Texte du document =
== == ==
La verticale de la peur. Ordre et allégeance en Russie poutinienne
La verticale de la peur. Ordre et allégeance en Russie poutinienne
Depuis l’invasion de l’Ukraine par la Russie en février 2022, se posent les questions de la résistance et de la protestation parmi les élites russes. Par cet ouvrage, Gilles Favarel-Garrigues met en évidence la façon dont celles-ci sont assujetties et muselées par un système administratif, qui tout entier repose sur des manigances et réseaux corrompus où chacun s’enrichit sur le dos de plus faible que soi.
Dans une société où l’on suspecte que les plus forts n’aient lu Thomas Hobbes qu’en diagonale, la « dictature de la loi » règne. Kompromat, chantage et violences permettent aux différents détenteurs du pouvoir de se maintenir et de s’enrichir à leur échelle. Quiconque chercherait à se défier du système, à nuire à plus fort que soi, serait alors réduit au silence par un usage détourné des règles et de la loi. La dissidence n’a ainsi pas sa place dans un monde où la justice est un moyen de réaffirmer sa domination politique et économique en piégeant ses rivaux. Du rule of law, au rule by law, il n’y a qu’un pas, aisément franchi depuis les années 1990 en Russie et renforcé sous le règne de Vladimir Poutine. La justice est érigée en instrument de domination politique, alors communément appelée en Russie la justice « au téléphone ».
La verticale de la peur se distingue par son analyse unique des coalitions entre différents réseaux administratifs, juridiques et répressifs qui s’appuient sur une mise en commun de leurs compétences professionnelles afin d’exercer autour d’eux un pouvoir fort. Le profit pécuniaire de ces pratiques réside soit dans l’offre de leurs services, ou en y recourant afin d’éliminer des rivaux économiques. Chacun devient alors un expert dans l’art d’appliquer la loi à la lettre afin de défendre ses intérêts propres ou ceux de clients.
== == ==
Extrait de données =
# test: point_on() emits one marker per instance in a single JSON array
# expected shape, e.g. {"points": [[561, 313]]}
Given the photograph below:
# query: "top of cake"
== == ==
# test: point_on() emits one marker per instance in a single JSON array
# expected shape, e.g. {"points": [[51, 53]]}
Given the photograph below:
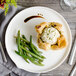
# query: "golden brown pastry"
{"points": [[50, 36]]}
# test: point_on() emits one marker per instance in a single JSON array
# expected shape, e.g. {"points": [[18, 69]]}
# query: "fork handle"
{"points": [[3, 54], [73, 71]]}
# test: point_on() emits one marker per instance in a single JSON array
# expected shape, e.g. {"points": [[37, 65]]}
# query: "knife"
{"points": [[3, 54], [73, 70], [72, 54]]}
== == ==
Votre consigne =
Recopiez à l'identique, dans le texte sur La verticale de la peur, le passage qui va de « La verticale de la peur se » jusqu'à « ceux de clients. ».

Solution ci-dessous =
La verticale de la peur se distingue par son analyse unique des coalitions entre différents réseaux administratifs, juridiques et répressifs qui s’appuient sur une mise en commun de leurs compétences professionnelles afin d’exercer autour d’eux un pouvoir fort. Le profit pécuniaire de ces pratiques réside soit dans l’offre de leurs services, ou en y recourant afin d’éliminer des rivaux économiques. Chacun devient alors un expert dans l’art d’appliquer la loi à la lettre afin de défendre ses intérêts propres ou ceux de clients.